** Opening Source document block **

Tuesday, August 2, 2011

I Work For Dr. Needy

After sixteen years in medical practice management, I can sense a medical environment rife with chaos, soon after walking in the door.  Years ago, when reimbursements were high and the rules of medicine less stringent, a freewheeling office was often overlooked.  A claim lost here or there, a missing authorization was almost expected as part of the daily routine.  Papers and charts strew everywhere, the doctors desk a veritable mountain of "to do" lists often defined the face of your physician.  Patients were willing to wait almost forever and money flowed freely.

Today, medicine is a business deal, clawing and scratching for every dime.  HIPAA regulations abound, CMS and the private insurance companies holding on to every last cent of reimbursement and expecting near perfection before they release the thinnest of dimes.  Unfortunately, even with all these new expectations, if you work for Dr. Needy, chances are your office is on a serious downslope.

** Closing Source document block **
** Opening Supplied data block **

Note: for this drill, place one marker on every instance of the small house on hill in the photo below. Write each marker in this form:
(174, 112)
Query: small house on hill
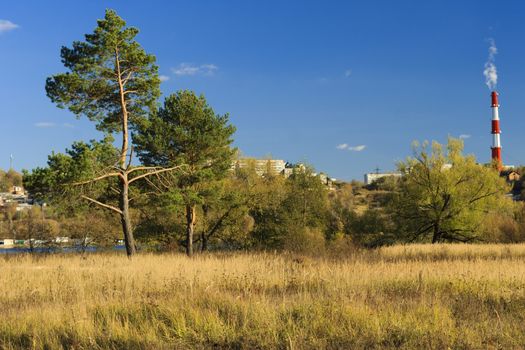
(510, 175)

** Closing Supplied data block **

# Work instructions:
The post titled "I Work For Dr. Needy" appears above the data. List each regulation or organization that its second paragraph names as a pressure on today's medical practices.

# Result:
- HIPAA regulations
- CMS
- The private insurance companies